### WHAT YOU NEED TO DO
The records below need to be printed in full. Keep each one exact.

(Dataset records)

-*-*-

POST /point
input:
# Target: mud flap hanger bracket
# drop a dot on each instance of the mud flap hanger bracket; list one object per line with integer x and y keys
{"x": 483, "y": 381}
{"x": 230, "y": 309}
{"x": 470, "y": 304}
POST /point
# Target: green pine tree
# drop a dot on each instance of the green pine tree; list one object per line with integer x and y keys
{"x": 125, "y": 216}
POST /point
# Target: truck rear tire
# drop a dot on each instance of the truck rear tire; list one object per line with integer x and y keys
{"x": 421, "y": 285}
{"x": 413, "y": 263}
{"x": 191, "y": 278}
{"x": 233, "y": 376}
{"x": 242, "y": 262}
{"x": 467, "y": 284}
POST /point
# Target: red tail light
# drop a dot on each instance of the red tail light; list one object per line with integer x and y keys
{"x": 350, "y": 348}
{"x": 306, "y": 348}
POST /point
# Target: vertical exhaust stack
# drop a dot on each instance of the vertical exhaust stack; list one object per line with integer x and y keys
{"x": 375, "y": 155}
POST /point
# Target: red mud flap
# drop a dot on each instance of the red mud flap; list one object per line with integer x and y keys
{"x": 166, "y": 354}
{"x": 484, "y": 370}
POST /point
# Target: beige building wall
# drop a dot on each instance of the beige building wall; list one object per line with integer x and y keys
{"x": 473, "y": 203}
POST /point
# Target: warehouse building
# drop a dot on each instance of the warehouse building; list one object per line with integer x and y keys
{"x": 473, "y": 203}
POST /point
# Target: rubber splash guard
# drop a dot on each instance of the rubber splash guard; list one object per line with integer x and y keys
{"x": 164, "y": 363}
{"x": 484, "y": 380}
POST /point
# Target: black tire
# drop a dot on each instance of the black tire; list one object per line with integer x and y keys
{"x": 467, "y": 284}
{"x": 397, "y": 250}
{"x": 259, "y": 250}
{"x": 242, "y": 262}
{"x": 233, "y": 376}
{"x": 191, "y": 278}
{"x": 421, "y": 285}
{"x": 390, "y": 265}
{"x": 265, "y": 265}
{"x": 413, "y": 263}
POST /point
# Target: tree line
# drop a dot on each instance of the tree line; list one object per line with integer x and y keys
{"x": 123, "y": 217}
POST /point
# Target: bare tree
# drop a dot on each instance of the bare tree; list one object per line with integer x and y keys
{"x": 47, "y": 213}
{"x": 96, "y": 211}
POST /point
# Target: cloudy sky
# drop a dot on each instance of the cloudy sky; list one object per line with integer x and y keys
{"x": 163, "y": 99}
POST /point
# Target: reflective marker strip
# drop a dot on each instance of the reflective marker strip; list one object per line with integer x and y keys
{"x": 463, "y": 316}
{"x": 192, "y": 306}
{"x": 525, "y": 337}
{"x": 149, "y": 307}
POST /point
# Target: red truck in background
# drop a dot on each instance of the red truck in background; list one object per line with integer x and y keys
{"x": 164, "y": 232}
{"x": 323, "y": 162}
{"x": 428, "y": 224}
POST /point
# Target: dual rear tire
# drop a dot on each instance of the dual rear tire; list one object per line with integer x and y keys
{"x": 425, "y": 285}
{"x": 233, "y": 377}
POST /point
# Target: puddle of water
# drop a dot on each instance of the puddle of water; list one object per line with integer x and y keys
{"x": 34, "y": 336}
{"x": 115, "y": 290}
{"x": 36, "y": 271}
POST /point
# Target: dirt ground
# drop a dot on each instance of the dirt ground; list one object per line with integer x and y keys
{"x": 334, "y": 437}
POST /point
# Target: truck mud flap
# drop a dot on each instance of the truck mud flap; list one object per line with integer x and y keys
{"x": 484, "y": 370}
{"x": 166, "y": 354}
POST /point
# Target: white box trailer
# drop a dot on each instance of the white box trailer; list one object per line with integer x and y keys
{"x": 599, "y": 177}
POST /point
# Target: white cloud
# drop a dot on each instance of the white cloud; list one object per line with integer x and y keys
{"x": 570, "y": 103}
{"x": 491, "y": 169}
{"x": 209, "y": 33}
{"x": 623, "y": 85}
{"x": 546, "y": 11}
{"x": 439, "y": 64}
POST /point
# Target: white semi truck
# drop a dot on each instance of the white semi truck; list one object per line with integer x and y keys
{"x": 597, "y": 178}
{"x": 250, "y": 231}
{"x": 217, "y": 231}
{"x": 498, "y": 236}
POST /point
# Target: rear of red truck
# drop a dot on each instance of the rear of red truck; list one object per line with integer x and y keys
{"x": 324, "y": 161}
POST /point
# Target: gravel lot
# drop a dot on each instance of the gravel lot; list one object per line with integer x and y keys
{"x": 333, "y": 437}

-*-*-

### OUTPUT OF THE EXERCISE
POST /point
input:
# Target: mud flap hanger bracket
# drop a dot on each instance of the mud flap hanger bracket; list one object per line with integer x and y keys
{"x": 483, "y": 381}
{"x": 230, "y": 309}
{"x": 470, "y": 304}
POST /point
# Target: green pine tree
# drop a dot on each instance of the green pine tree; list one object per line with integer x and y keys
{"x": 125, "y": 216}
POST /point
# Target: truck rear tire
# drop a dot on each instance of the truck rear tire; list one object per line with integer x and y keys
{"x": 421, "y": 285}
{"x": 413, "y": 263}
{"x": 191, "y": 278}
{"x": 233, "y": 376}
{"x": 242, "y": 262}
{"x": 467, "y": 284}
POST /point
# Target: red tail light
# drop a dot on each instance of the red tail light; list one object per line with integer x and y keys
{"x": 350, "y": 348}
{"x": 306, "y": 348}
POST /point
# Target: vertical exhaust stack
# drop a dot on each instance of the vertical exhaust stack; list one object per line with integer x and y keys
{"x": 375, "y": 155}
POST /point
# Target: red mud flap
# drop a dot on each instance of the red mud flap; list one object per line with integer x and y keys
{"x": 166, "y": 354}
{"x": 484, "y": 370}
POST /point
# Target: beige building wall
# drop a dot on each instance of the beige building wall; list one object per line with integer x and y keys
{"x": 473, "y": 203}
POST /point
# Target: warehouse building
# drop a dot on each instance of the warehouse building; list one object per line with integer x and y keys
{"x": 473, "y": 203}
POST /point
# Target: rubber splash guard
# drop a dot on each instance of the rubber splash guard; list one object per line with integer x and y keys
{"x": 164, "y": 363}
{"x": 484, "y": 380}
POST /point
# Target: black tire
# drop a dot on each instance of the black tire; list one object per line with integer x and y keys
{"x": 467, "y": 284}
{"x": 397, "y": 250}
{"x": 259, "y": 250}
{"x": 242, "y": 262}
{"x": 233, "y": 376}
{"x": 191, "y": 278}
{"x": 421, "y": 285}
{"x": 390, "y": 265}
{"x": 265, "y": 265}
{"x": 413, "y": 263}
POST /point
# Target: tree line
# drop a dot on each instance of the tree line; list one object per line with integer x and y keys
{"x": 123, "y": 217}
POST /point
# Target: bare tree
# drop a dot on each instance of the bare tree; list one object per line with integer x and y keys
{"x": 47, "y": 213}
{"x": 96, "y": 211}
POST /point
# Target: cloudy sky
# drop a dot on each instance of the cloudy sky; list one object per line with integer x and y keys
{"x": 163, "y": 99}
POST /point
# Target: reflective marker strip
# drop a dot on each instance of the reflective marker strip; list one object per line with integer x and y keys
{"x": 463, "y": 316}
{"x": 192, "y": 306}
{"x": 525, "y": 337}
{"x": 149, "y": 307}
POST /point
# Target: red truck in background
# drop a dot on each instance of the red truck in background; list one object per line with integer x and y keys
{"x": 164, "y": 232}
{"x": 323, "y": 162}
{"x": 428, "y": 224}
POST /point
# Target: dual rear tire
# drop a dot on each instance of the dual rear tire; list one object per line with integer x and y keys
{"x": 425, "y": 285}
{"x": 233, "y": 377}
POST /point
# Target: puddle of water
# drop a dot on each instance of the puddle of water; list one object per line with integer x and y keys
{"x": 34, "y": 336}
{"x": 115, "y": 290}
{"x": 36, "y": 271}
POST /point
# Target: dirt ground
# drop a dot on each instance of the dirt ground; list one object per line with integer x and y keys
{"x": 334, "y": 437}
POST /point
# Target: truck mud flap
# drop a dot on each instance of the truck mud flap; list one object per line with integer x and y keys
{"x": 484, "y": 370}
{"x": 166, "y": 354}
POST /point
# Target: white box trailer
# drop a dot on each instance of the white box trailer; list one object per line with integer x and y keys
{"x": 599, "y": 177}
POST /point
# Target: white cloud
# drop a dot on each instance of the white cloud; list one object per line with integer x and y keys
{"x": 570, "y": 103}
{"x": 491, "y": 169}
{"x": 209, "y": 33}
{"x": 623, "y": 85}
{"x": 546, "y": 11}
{"x": 439, "y": 64}
POST /point
# Target: white semi truck
# drop a dot on each instance of the white semi truck; list one object per line with integer x and y keys
{"x": 597, "y": 178}
{"x": 250, "y": 231}
{"x": 217, "y": 231}
{"x": 498, "y": 236}
POST /point
# Target: rear of red truck
# drop a dot on each instance of the rear of red truck; list one object per line with integer x and y keys
{"x": 324, "y": 161}
POST /point
# Target: gravel lot
# drop a dot on each instance of the gravel lot; list one object per line with integer x and y keys
{"x": 333, "y": 437}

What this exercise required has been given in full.